Page excerpt =>
— Start —

831 F.2d 1384
Abdul Hamid SHAHANDEH-PEY, Petitioner,
IMMIGRATION AND NATURALIZATION SERVICE, Respondent.
United States Court of Appeals,
Argued April 20, 1987.
Decided Oct. 28, 1987.
David Rubman, Legal Assistance Foundation of Chicago, Chicago, Ill., for petitioner.
Jane A. Williams, Atty., Office of Immigration Litigation, Civil Div. Dept. of Justice, Washington, D.C., for respondent.
Before BAUER, Chief Judge, and POSNER, Circuit Judge, and WILL, Senior District Judge.*
WILL, Senior District Judge.
Abdul Hamid Shahandeh-Pey ("Shahandeh") petitions for review of a final decision of the Board of Immigration Appeals ("board") denying his application for political asylum under Sec. 208 of the Immigration and Nationality Act ("INA"), 8 U.S.C. Sec. 1158 (1982), and ordering him deported from the United States. For the reasons stated below, we reverse the Board's decision and remand for further proceedings.
Shahandeh is an Iranian citizen. He was born on December 25, 1956 to a wealthy and prominent Iranian family. Shahandeh resided in Iran until the age of eighteen at which time his parents sent him abroad to study. He attended high school in Lebanon from 1974 to 1976 and language school in Sweden from 1976 to 1978. Shahandeh returned briefly to Iran in 1978. Shahandeh's family was worried about the stability of the Shah's regime at that time, and they thought it best for him to leave the country again. In early 1978, Shahandeh applied for and received a student visa authorizing him to stay in the United States until August 1979. He has remained in this country beyond that date in violation of Sec. 241(a)(2) of the INA, which prohibits the overstaying of a visa. In March of 1984, Shahandeh married Rhonda Brown, a United States citizen; the couple have two children, ages 5 and 4.
Since his arrival in the United States, Shahandeh has amassed an extensive criminal record. In January of 1981, he was convicted of burglary and sentenced to two years probation. One year later, Shahandeh was convicted of theft and sentenced to three years in prison. On June 16, 1983, the Immigration and Naturalization Service ("INS") began deportation proceedings against Shahandeh charging him with deportability on the grounds that he had overstayed his visa and that he had been convicted of two crimes. Shortly thereafter, Shahandeh was yet again convicted, this time for possession of heroin with intent to deliver and possession of pentazocine with intent to deliver. He was sentenced to a total of 3 years on each of these felony convictions, the sentences to run concurrently with that imposed for his conviction for theft.
At a June 14, 1984 hearing, the immigration judge found Shahandeh deportable, but he adjourned the hearing to allow Shahandeh to submit an application for political asylum. Shahandeh's deportation hearing was reconvened on March 26, 1986. At that time, the INS further charged him with deportability under Sec. 241(a)(11) of the INA. That provision authorizes the deportation of an alien "who at any time has been convicted of a violation of ... any law relating to the illicit possession of or traffic in drugs or marihuana" Id. Shahandeh conceded deportability on the new charge. The judge, however, granted him additional time to file an updated application for political asylum.
Shahandeh filed his updated application for political asylum approximately one week later, and the immigration judge forwarded the application to the Bureau of Human Rights and Humanitarian Affairs of the Department of State for an advisory opinion.

— End —

Problem description =>
According to the court opinion, what crime was Shahandeh convicted of in January 1981?

Data section =>
— Start —

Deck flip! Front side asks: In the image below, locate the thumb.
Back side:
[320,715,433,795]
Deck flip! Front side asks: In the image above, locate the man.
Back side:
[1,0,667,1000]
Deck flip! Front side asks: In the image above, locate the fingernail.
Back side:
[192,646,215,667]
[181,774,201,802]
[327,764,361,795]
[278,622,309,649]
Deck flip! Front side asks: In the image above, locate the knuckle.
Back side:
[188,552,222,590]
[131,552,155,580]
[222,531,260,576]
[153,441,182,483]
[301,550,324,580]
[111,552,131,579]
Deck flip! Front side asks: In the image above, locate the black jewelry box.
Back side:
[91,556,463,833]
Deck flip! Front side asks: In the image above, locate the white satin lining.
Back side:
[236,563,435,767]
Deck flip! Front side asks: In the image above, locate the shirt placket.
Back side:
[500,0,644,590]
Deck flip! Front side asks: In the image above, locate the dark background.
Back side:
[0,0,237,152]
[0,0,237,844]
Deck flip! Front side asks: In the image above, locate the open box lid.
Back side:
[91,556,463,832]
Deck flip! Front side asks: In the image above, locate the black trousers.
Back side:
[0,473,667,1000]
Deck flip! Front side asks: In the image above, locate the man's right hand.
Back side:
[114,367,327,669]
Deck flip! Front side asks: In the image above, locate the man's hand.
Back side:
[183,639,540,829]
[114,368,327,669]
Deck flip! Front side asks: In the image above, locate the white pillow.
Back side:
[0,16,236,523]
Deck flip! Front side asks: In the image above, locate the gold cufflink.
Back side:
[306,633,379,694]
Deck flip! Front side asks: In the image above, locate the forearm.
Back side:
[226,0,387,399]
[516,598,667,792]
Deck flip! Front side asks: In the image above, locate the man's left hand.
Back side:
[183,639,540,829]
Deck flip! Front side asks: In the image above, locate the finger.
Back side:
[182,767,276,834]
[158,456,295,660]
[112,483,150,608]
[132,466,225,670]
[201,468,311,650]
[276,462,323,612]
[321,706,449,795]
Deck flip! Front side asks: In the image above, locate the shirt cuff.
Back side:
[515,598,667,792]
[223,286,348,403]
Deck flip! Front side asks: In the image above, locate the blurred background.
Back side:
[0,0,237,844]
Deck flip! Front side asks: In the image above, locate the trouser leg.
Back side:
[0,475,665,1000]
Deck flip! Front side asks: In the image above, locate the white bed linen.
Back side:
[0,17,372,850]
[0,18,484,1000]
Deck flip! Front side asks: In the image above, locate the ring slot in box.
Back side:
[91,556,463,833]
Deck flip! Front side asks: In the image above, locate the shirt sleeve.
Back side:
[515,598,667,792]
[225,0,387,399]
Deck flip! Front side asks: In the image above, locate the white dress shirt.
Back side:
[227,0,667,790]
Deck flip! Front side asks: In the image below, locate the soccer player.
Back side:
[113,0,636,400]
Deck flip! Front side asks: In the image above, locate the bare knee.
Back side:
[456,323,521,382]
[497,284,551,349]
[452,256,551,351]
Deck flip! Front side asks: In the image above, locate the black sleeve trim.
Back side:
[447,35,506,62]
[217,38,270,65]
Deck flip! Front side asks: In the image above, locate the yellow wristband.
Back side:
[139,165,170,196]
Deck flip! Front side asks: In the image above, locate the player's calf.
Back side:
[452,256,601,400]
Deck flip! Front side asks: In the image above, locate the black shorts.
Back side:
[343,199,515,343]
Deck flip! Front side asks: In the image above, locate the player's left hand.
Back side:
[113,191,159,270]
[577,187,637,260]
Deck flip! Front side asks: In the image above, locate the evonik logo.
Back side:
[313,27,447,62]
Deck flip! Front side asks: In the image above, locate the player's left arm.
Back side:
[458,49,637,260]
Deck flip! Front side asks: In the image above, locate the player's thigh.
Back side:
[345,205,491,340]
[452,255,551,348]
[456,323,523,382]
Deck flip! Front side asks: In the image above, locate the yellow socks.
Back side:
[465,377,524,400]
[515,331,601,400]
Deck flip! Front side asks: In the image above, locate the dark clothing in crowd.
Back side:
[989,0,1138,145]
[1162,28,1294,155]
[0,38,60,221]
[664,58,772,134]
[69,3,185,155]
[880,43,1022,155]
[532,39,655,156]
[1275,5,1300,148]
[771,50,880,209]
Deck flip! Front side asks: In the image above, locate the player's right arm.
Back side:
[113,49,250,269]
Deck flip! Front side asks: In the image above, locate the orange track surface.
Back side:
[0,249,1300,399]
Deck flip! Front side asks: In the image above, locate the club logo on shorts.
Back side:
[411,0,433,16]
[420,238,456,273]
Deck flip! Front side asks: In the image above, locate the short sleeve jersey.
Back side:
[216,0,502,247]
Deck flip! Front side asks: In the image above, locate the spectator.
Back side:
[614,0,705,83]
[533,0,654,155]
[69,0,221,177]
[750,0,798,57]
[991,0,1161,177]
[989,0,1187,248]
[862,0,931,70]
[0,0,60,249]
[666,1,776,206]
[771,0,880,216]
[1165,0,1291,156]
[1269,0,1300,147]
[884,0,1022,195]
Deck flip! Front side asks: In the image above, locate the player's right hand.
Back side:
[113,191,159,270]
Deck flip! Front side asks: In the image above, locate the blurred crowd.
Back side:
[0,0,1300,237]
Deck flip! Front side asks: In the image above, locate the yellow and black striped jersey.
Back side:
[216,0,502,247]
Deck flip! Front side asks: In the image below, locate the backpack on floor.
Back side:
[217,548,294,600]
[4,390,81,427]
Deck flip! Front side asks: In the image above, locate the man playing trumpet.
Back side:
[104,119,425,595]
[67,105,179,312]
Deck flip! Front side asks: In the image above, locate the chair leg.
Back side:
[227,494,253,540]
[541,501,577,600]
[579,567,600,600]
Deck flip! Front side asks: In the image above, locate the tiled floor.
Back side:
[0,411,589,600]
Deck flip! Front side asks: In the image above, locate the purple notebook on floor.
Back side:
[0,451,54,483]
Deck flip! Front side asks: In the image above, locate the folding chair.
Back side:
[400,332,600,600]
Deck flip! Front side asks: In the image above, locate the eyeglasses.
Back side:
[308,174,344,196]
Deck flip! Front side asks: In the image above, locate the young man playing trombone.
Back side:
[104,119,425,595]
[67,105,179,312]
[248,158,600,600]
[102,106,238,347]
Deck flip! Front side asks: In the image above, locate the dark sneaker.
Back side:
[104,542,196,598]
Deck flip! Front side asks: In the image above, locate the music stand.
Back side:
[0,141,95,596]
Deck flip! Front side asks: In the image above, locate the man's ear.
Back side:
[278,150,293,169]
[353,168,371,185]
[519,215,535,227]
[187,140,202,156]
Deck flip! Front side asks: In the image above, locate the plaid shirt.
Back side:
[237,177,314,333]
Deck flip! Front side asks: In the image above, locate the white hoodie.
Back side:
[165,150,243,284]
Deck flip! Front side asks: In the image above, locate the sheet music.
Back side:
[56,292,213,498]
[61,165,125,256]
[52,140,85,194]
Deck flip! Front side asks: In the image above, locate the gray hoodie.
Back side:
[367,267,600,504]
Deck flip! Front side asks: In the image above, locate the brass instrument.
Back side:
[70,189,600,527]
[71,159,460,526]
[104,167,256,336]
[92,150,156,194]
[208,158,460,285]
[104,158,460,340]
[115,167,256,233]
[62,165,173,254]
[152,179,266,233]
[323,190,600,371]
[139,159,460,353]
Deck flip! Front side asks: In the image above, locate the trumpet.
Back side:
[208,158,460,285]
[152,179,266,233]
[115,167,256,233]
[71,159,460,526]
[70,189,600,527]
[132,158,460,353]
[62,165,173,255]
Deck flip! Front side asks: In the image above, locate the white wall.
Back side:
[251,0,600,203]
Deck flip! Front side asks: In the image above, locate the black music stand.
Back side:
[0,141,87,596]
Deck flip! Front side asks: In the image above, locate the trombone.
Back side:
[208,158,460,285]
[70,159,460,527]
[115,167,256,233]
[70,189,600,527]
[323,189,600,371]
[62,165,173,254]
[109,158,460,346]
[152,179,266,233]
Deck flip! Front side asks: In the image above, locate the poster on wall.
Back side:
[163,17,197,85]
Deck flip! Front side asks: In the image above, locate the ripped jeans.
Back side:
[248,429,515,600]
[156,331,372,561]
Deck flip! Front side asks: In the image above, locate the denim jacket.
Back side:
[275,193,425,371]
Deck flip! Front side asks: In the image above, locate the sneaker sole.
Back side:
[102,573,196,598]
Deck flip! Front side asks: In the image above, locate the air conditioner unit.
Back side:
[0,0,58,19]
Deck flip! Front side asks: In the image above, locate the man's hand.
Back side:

— End —

Full response =>
Burglary.